## WRITTEN EXERCISE A
In the passage on ε-stable quasimaps, which property of 𝒰_k is used to get a finite stratification into locally closed subsets?
— Start READING PASSAGE —
In particular, there exists a dense open subset of ${\mathcal U}_k$ , such that the quasimap can be stabilised at $i^{\mathrm {th}}$ base point. By passing to the complement of that open subset, repeating the argument and using the fact that ${\mathcal U}_k$ is quasicompact, we obtain a finite stratification of ${\mathcal U}_k$ into locally closed subsets,

$$\begin{align*}\bigcup_{j,i} {\mathcal U}^j_{k,i}={\mathcal U}_k, \end{align*}$$

such that the quasimap map can be stabilized at $i^{\mathrm {th}}$ base point over each stratum ${\mathcal U}^j_{k,i}$ . We now can evaluate the length of base points at each stratum ${\mathcal U}^j_{k,i}$ . The condition $\mathbf {(ii)}$ of $\epsilon $ -stability involves bounding a degree of line bundles from above; hence, this condition just picks some connected components (or none at all) of the strata ${\mathcal U}^j_{k,i}$ , which we denote by ${\mathcal U}^{j'}_{k,i}$ . Since ${\mathcal U}^j_{k,i}$ are locally closed subsets, ${\mathcal U}^{j'}_{k,i}$ are also locally closed and, in particular, constructible. The locus of $\epsilon $ -stable quasimaps ${\mathcal U}^{\epsilon }_k$ in ${\mathcal U}_k$ is given by intersections of $\cup _{j'}{\mathcal U}^{j'}_{k,i}$ for all i,

$$\begin{align*}{\mathcal U}^{\epsilon}_k :=\bigcap_i \left( \bigcup_{j'}{\mathcal U}^{j'}_{k,i}\right), \end{align*}$$

which is constructible, since it involves finite intersections and finite unions. The locus of $\epsilon $ -stable quasimaps in ${\mathcal U}$ is the image of the union $\cup _k{\mathcal U}^{\epsilon }_k$ ; that is, on the level of geometric points, we have

$$\begin{align*}|Q^{\epsilon}_{g,N}(M(\mathbf{v}),\beta)\cap {\mathcal U}|=\lvert p\left(\bigcup_k{\mathcal U}^{\epsilon}_k\right)\rvert.\end{align*}$$

Since p is a map between stacks of finite type, the image of a constructible set is constructible. We conclude that $Q^{\epsilon }_{g,N}(M(\mathbf {v}),\beta )$ is locally constructible.
— End READING PASSAGE —
## WRITTEN EXERCISE B
Repeat the records word for word, from the line containing "Can you help me find the purple" through the last line of the records, both ends included.
— Start MATERIAL PROVIDED —
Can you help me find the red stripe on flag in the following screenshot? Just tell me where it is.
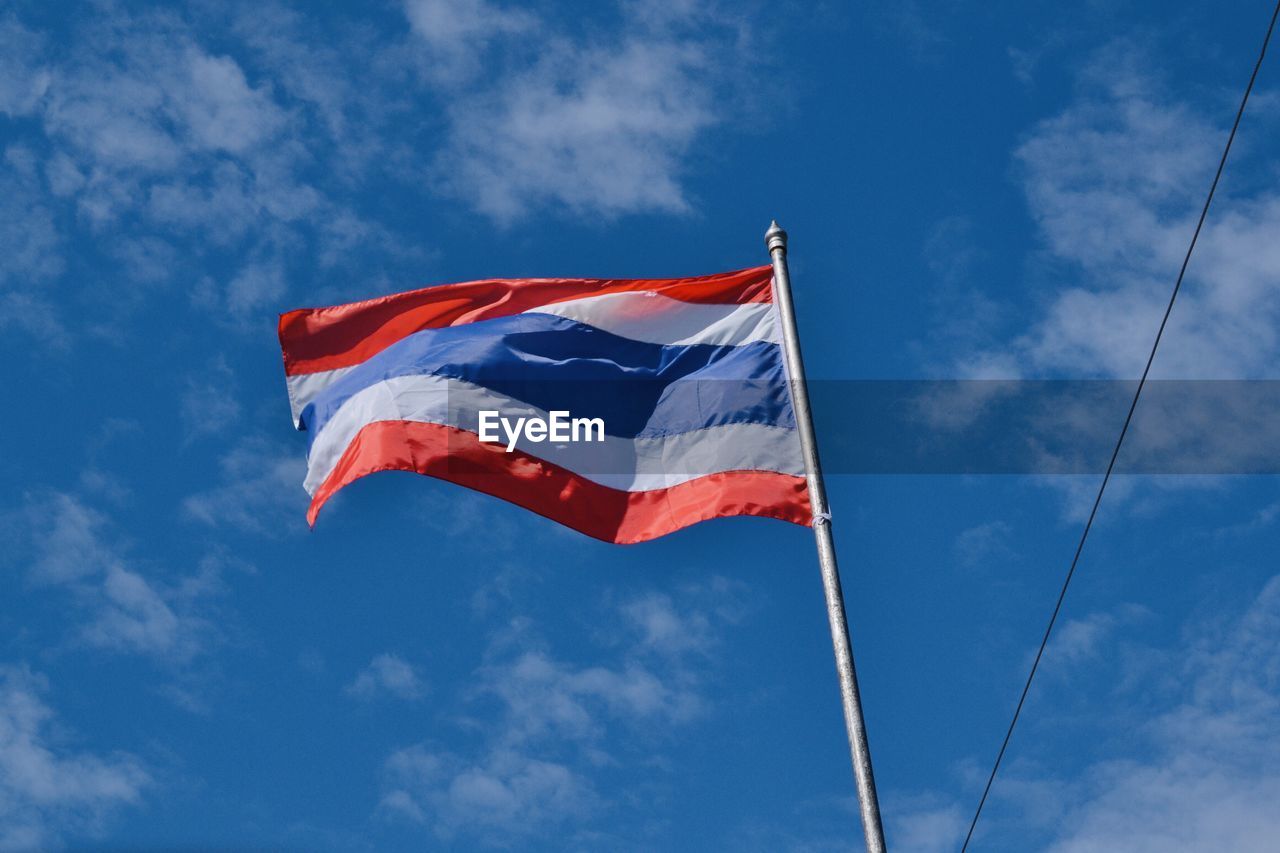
[307,420,812,544]
[279,266,773,377]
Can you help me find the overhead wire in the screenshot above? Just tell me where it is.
[960,0,1280,853]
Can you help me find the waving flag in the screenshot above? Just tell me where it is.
[279,266,810,543]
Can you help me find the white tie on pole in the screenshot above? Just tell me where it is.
[764,222,884,853]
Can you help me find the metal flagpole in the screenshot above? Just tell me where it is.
[764,222,884,853]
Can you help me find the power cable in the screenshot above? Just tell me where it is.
[960,1,1280,853]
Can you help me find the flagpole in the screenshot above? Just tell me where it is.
[764,222,884,853]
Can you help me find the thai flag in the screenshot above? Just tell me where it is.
[279,266,810,543]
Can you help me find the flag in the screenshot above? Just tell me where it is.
[279,266,810,543]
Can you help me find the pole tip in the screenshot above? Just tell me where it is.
[764,219,787,252]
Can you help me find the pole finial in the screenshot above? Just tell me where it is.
[764,219,787,252]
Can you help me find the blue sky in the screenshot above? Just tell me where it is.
[0,0,1280,853]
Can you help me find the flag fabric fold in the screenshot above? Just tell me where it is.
[279,266,810,543]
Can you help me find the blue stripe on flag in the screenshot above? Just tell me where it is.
[302,314,795,443]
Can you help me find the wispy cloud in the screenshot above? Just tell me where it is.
[381,581,742,847]
[0,666,151,850]
[968,42,1280,378]
[183,437,306,535]
[892,576,1280,853]
[12,492,225,665]
[407,0,741,223]
[346,653,426,701]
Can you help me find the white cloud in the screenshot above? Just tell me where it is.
[380,584,741,847]
[183,438,307,535]
[966,42,1280,378]
[0,666,151,850]
[15,493,224,663]
[419,0,741,223]
[347,654,426,701]
[439,40,714,222]
[954,521,1014,566]
[404,0,541,85]
[0,14,49,117]
[381,745,598,847]
[180,356,241,439]
[911,575,1280,853]
[1034,576,1280,853]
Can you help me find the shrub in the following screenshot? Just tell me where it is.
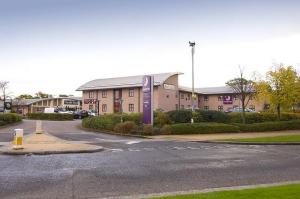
[171,123,239,134]
[0,113,22,126]
[159,124,171,135]
[228,112,300,124]
[154,111,171,127]
[142,124,154,135]
[114,121,137,134]
[27,113,74,121]
[123,113,143,125]
[167,110,192,123]
[197,110,228,123]
[235,120,300,132]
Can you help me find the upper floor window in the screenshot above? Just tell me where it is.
[89,91,94,99]
[218,95,223,101]
[218,106,223,111]
[102,90,107,98]
[204,95,208,101]
[128,88,134,97]
[102,104,107,113]
[180,93,184,99]
[128,104,134,112]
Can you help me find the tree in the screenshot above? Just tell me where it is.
[35,91,49,98]
[226,68,254,124]
[0,81,9,102]
[256,64,300,120]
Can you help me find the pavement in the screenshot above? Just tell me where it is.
[0,120,300,199]
[0,133,103,155]
[149,130,300,141]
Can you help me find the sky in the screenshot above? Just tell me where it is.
[0,0,300,96]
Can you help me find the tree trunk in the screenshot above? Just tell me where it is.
[242,96,246,124]
[276,104,281,120]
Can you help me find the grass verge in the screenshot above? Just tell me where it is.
[151,184,300,199]
[222,135,300,143]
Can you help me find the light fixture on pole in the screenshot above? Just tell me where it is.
[189,41,196,123]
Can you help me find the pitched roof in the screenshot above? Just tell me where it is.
[76,72,183,91]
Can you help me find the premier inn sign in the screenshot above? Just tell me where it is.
[143,75,154,124]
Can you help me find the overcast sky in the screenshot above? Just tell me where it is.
[0,0,300,96]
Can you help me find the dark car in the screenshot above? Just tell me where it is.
[73,110,89,119]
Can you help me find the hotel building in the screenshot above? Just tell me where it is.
[77,73,264,114]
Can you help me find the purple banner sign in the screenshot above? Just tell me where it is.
[223,95,232,104]
[143,76,153,124]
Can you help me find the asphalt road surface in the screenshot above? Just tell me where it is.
[0,120,300,199]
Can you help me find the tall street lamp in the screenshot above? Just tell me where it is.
[189,41,196,123]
— End MATERIAL PROVIDED —
## COMPLETE OUTPUT A
𝒰_k is quasicompact.

## COMPLETE OUTPUT B
Can you help me find the purple banner sign in the screenshot above? Just tell me where it is.
[223,95,232,104]
[143,76,153,124]
Can you help me find the asphalt road surface in the screenshot above? Just tell me where it is.
[0,120,300,199]
Can you help me find the tall street lamp in the screenshot above? Just tell me where it is.
[189,41,196,123]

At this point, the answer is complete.